= Problem =
Please copy every line below that contains the string "coordinates".

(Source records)
=== Begin Enclosure ===

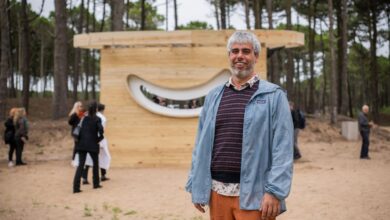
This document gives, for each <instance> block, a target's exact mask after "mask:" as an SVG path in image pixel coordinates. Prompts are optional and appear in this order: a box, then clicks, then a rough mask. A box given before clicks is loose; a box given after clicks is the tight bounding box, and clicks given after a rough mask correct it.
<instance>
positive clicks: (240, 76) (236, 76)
mask: <svg viewBox="0 0 390 220" xmlns="http://www.w3.org/2000/svg"><path fill="white" fill-rule="evenodd" d="M253 69H254V68H253V65H251V66H250V67H249V68H247V69H244V70H239V69H237V68H235V67H234V64H231V66H230V70H231V72H232V74H233V75H234V76H235V77H237V78H239V79H245V78H247V77H248V76H249V75H250V74H252V73H253Z"/></svg>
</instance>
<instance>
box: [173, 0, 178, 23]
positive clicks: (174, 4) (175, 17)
mask: <svg viewBox="0 0 390 220" xmlns="http://www.w3.org/2000/svg"><path fill="white" fill-rule="evenodd" d="M173 8H174V14H175V30H178V29H179V22H178V20H177V0H173Z"/></svg>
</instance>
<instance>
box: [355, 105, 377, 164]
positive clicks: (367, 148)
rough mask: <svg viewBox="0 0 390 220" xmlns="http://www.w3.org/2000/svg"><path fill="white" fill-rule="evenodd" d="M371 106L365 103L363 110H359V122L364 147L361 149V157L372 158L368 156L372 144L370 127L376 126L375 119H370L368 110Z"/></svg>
mask: <svg viewBox="0 0 390 220" xmlns="http://www.w3.org/2000/svg"><path fill="white" fill-rule="evenodd" d="M369 111H370V108H369V107H368V105H363V107H362V111H361V112H359V115H358V123H359V132H360V135H361V136H362V148H361V150H360V159H366V160H369V159H371V157H370V156H368V151H369V145H370V129H371V128H372V127H373V126H374V122H373V121H370V122H369V121H368V112H369Z"/></svg>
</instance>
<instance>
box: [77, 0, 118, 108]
mask: <svg viewBox="0 0 390 220" xmlns="http://www.w3.org/2000/svg"><path fill="white" fill-rule="evenodd" d="M89 1H90V0H87V6H86V9H87V11H86V14H87V15H88V16H87V22H86V24H85V32H86V33H89ZM115 7H116V6H114V8H115ZM113 22H114V21H113ZM90 56H91V53H90V51H89V50H86V51H85V58H84V72H85V93H84V98H85V99H86V100H88V99H89V91H88V88H89V75H90V68H89V66H90V63H89V62H90Z"/></svg>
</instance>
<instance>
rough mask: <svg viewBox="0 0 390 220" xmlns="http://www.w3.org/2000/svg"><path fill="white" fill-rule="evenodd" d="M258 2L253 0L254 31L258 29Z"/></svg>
mask: <svg viewBox="0 0 390 220" xmlns="http://www.w3.org/2000/svg"><path fill="white" fill-rule="evenodd" d="M259 1H260V0H253V16H254V17H255V29H260V26H261V25H260V16H261V14H260V7H259V6H260V5H259Z"/></svg>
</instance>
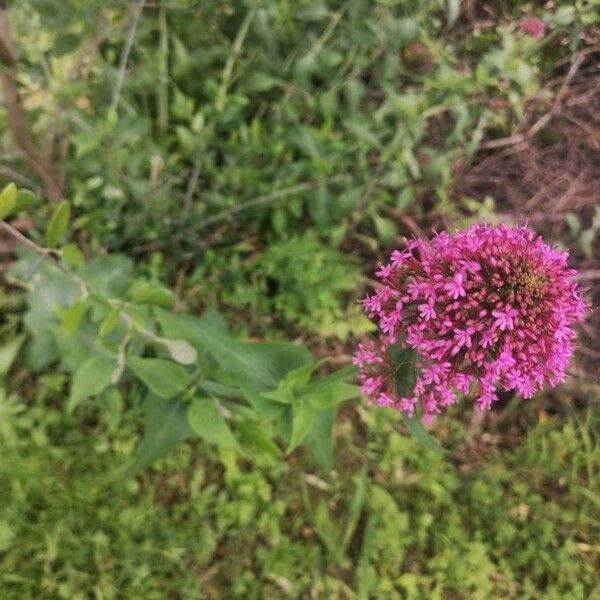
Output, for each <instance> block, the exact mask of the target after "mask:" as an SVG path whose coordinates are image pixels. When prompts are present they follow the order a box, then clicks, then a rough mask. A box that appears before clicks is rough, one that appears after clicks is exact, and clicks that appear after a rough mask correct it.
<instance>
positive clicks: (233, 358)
mask: <svg viewBox="0 0 600 600" xmlns="http://www.w3.org/2000/svg"><path fill="white" fill-rule="evenodd" d="M156 314H157V315H158V319H159V321H160V323H161V326H162V327H163V330H165V329H167V328H168V329H169V333H167V335H169V336H171V335H173V334H174V335H176V336H177V337H181V338H182V339H184V340H187V341H188V342H190V343H191V344H192V345H193V346H194V347H196V349H198V350H200V349H203V348H205V349H206V350H207V351H208V352H209V353H210V354H211V355H212V356H213V357H214V359H215V360H216V361H217V362H218V363H219V366H220V367H221V368H222V369H223V370H224V371H225V372H227V373H230V374H232V375H234V376H236V377H237V378H239V380H240V383H244V384H247V385H250V386H251V387H252V388H254V389H255V390H256V391H265V390H272V389H274V388H275V387H277V383H278V382H279V380H280V379H281V378H282V377H284V376H285V375H286V374H287V373H288V372H289V371H291V370H292V369H295V368H298V367H302V366H304V365H307V364H308V363H310V362H312V356H311V354H310V352H308V350H306V349H305V348H302V347H300V346H295V345H294V344H287V343H273V344H251V343H247V342H240V341H238V340H236V339H235V338H232V337H230V336H229V335H227V334H226V333H223V331H222V329H221V327H219V326H218V325H216V324H215V323H214V322H213V321H211V320H209V319H207V318H204V317H202V318H194V317H186V318H185V319H183V318H182V317H177V319H178V320H179V321H180V323H179V324H177V325H175V323H174V322H173V321H172V320H169V319H167V318H165V314H168V313H164V311H156ZM184 323H185V325H184ZM182 328H183V329H182ZM175 332H177V333H175Z"/></svg>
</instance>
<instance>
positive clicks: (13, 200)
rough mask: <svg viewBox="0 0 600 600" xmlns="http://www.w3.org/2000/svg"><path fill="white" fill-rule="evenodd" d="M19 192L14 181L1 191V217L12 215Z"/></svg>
mask: <svg viewBox="0 0 600 600" xmlns="http://www.w3.org/2000/svg"><path fill="white" fill-rule="evenodd" d="M17 194H18V192H17V186H16V185H15V184H14V183H9V184H8V185H7V186H6V187H5V188H4V189H3V190H2V191H1V192H0V219H4V218H6V217H8V215H10V213H11V212H12V210H13V209H14V207H15V204H16V202H17Z"/></svg>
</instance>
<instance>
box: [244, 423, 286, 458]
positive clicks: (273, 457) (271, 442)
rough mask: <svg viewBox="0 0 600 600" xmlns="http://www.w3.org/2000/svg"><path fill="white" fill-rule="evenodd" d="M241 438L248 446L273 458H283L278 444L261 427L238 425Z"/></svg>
mask: <svg viewBox="0 0 600 600" xmlns="http://www.w3.org/2000/svg"><path fill="white" fill-rule="evenodd" d="M237 430H238V433H239V435H240V438H241V439H242V440H243V441H244V442H246V443H247V444H249V445H251V446H253V447H254V448H257V449H259V450H262V451H263V452H265V453H266V454H269V455H271V456H272V457H273V458H281V451H280V450H279V448H278V446H277V444H276V443H275V442H274V441H273V440H272V439H271V438H270V437H269V436H268V435H267V434H266V433H265V432H264V431H263V430H262V429H260V428H259V427H256V426H255V425H252V424H251V423H244V422H239V423H237Z"/></svg>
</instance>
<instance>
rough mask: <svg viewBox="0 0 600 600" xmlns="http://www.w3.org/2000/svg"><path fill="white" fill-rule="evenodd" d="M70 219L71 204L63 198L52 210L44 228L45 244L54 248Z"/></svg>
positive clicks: (61, 237)
mask: <svg viewBox="0 0 600 600" xmlns="http://www.w3.org/2000/svg"><path fill="white" fill-rule="evenodd" d="M70 219H71V205H70V204H69V201H68V200H63V201H62V202H61V203H60V204H59V205H58V206H57V208H56V210H55V211H54V214H53V215H52V218H51V219H50V222H49V223H48V227H47V229H46V246H47V247H48V248H54V247H55V246H56V245H57V244H58V242H59V241H60V240H61V239H62V238H63V237H64V235H65V233H67V229H68V227H69V221H70Z"/></svg>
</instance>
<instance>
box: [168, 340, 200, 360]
mask: <svg viewBox="0 0 600 600" xmlns="http://www.w3.org/2000/svg"><path fill="white" fill-rule="evenodd" d="M158 342H159V343H160V344H162V345H163V346H164V347H165V348H166V349H167V351H168V352H169V354H170V355H171V358H172V359H173V360H174V361H175V362H178V363H179V364H181V365H193V364H194V363H195V362H196V360H197V359H198V353H197V352H196V349H195V348H194V347H193V346H192V345H191V344H188V342H186V341H185V340H168V339H166V338H160V339H159V340H158Z"/></svg>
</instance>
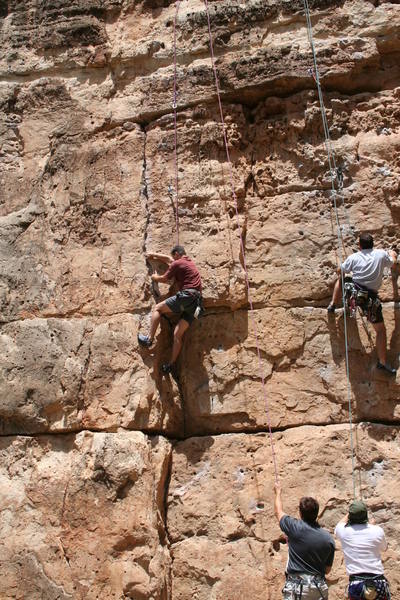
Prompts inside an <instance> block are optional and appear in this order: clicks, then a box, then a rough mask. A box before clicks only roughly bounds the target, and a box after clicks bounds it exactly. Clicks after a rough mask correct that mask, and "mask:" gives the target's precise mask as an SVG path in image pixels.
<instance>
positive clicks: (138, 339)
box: [138, 333, 153, 348]
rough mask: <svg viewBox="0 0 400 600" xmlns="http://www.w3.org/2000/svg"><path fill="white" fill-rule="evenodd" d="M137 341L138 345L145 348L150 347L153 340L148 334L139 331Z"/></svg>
mask: <svg viewBox="0 0 400 600" xmlns="http://www.w3.org/2000/svg"><path fill="white" fill-rule="evenodd" d="M138 342H139V344H140V346H144V347H145V348H150V346H151V345H152V343H153V340H151V339H150V338H149V336H148V335H142V334H141V333H139V334H138Z"/></svg>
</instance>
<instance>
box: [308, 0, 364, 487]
mask: <svg viewBox="0 0 400 600" xmlns="http://www.w3.org/2000/svg"><path fill="white" fill-rule="evenodd" d="M303 5H304V11H305V15H306V21H307V33H308V40H309V42H310V47H311V52H312V57H313V64H314V74H313V76H314V80H315V82H316V85H317V89H318V97H319V103H320V108H321V116H322V124H323V128H324V133H325V147H326V151H327V154H328V162H329V171H330V177H331V194H332V201H333V208H334V212H335V219H336V229H337V245H338V254H339V261H340V264H342V263H343V255H342V250H341V248H342V246H343V237H342V227H341V225H340V221H339V212H338V205H337V194H338V192H340V195H341V197H342V206H343V207H344V210H345V209H346V208H345V204H344V197H343V193H342V189H343V172H342V170H340V171H338V168H337V166H336V160H335V153H334V150H333V147H332V142H331V138H330V133H329V126H328V120H327V117H326V110H325V105H324V98H323V94H322V88H321V82H320V78H319V71H318V64H317V56H316V52H315V47H314V39H313V33H312V24H311V16H310V9H309V5H308V0H303ZM350 230H351V231H352V229H351V228H350ZM340 271H341V279H342V297H343V307H344V339H345V362H346V380H347V403H348V412H349V430H350V452H351V469H352V479H353V496H354V498H356V473H355V471H356V467H355V449H354V440H353V416H352V400H351V383H350V367H349V341H348V331H347V314H348V310H347V306H346V298H345V287H344V286H345V281H344V273H343V270H342V269H341V270H340ZM360 487H361V486H360ZM360 494H361V489H360Z"/></svg>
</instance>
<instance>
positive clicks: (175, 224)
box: [173, 0, 181, 244]
mask: <svg viewBox="0 0 400 600" xmlns="http://www.w3.org/2000/svg"><path fill="white" fill-rule="evenodd" d="M180 3H181V0H177V2H176V5H175V17H174V100H173V108H174V169H175V228H176V243H177V244H179V212H178V211H179V195H178V126H177V114H176V109H177V105H176V102H177V90H176V88H177V84H176V82H177V75H176V22H177V19H178V11H179V5H180Z"/></svg>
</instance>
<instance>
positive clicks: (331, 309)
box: [328, 233, 397, 375]
mask: <svg viewBox="0 0 400 600" xmlns="http://www.w3.org/2000/svg"><path fill="white" fill-rule="evenodd" d="M358 241H359V248H360V250H359V251H358V252H355V253H354V254H351V255H350V256H348V257H347V258H346V260H345V261H344V263H342V265H341V267H340V269H339V270H338V272H339V277H338V279H337V281H336V283H335V287H334V290H333V295H332V301H331V303H330V304H329V306H328V313H334V312H335V310H336V306H337V304H339V302H340V298H341V296H342V277H341V271H343V274H345V273H352V274H353V283H354V285H355V287H356V288H357V290H360V291H364V292H366V293H367V300H366V303H361V304H359V306H360V308H361V309H362V310H363V313H364V314H365V316H366V317H367V319H368V320H369V321H370V323H371V324H372V326H373V328H374V329H375V332H376V351H377V354H378V364H377V368H378V369H380V370H381V371H383V372H385V373H388V374H389V375H396V369H393V368H392V367H390V366H389V365H388V364H387V363H386V345H387V338H386V327H385V323H384V321H383V315H382V304H381V301H380V300H379V298H378V290H379V288H380V286H381V284H382V279H383V273H384V270H385V268H387V267H390V268H391V269H393V268H394V266H395V264H396V261H397V254H396V252H395V251H394V250H389V251H388V252H386V250H378V249H376V250H375V249H374V239H373V237H372V235H370V234H369V233H362V234H361V235H360V237H359V240H358Z"/></svg>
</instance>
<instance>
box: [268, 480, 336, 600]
mask: <svg viewBox="0 0 400 600" xmlns="http://www.w3.org/2000/svg"><path fill="white" fill-rule="evenodd" d="M318 511H319V504H318V502H317V501H316V500H315V499H314V498H310V497H308V496H305V497H303V498H301V499H300V503H299V512H300V519H294V518H293V517H289V515H286V514H285V513H284V511H283V507H282V497H281V487H280V485H279V484H275V516H276V518H277V519H278V521H279V526H280V528H281V530H282V531H283V533H285V534H286V536H287V539H288V545H289V557H288V562H287V566H286V583H285V586H284V588H283V590H282V595H283V599H284V600H291V599H292V598H298V599H301V600H321V599H322V600H326V599H327V598H328V586H327V583H326V581H325V575H326V574H327V573H329V571H330V570H331V567H332V564H333V558H334V555H335V542H334V539H333V537H332V536H331V534H330V533H328V531H326V530H325V529H323V528H322V527H320V526H319V524H318V522H317V517H318Z"/></svg>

=== End Enclosure ===

= Task result =
This document gives, for each <instance> block, a target's exact mask after "mask:" as an SVG path in image pixel coordinates. Prompts are optional and appear in this order: a box, then clicks, then a rough mask. A box given before clicks is loose; a box given after clicks is the tight bounding box, and clicks given after a rough mask correct it.
Output, for each <instance> block, the exact mask of the target after "mask:" as an SVG path whose coordinates are image pixels. When prompts are present they follow the order a box, then clicks, then a rough mask. A box that appears before clicks is rough, one that appears after clicks is exact, and clicks that appear after a rough mask correct it.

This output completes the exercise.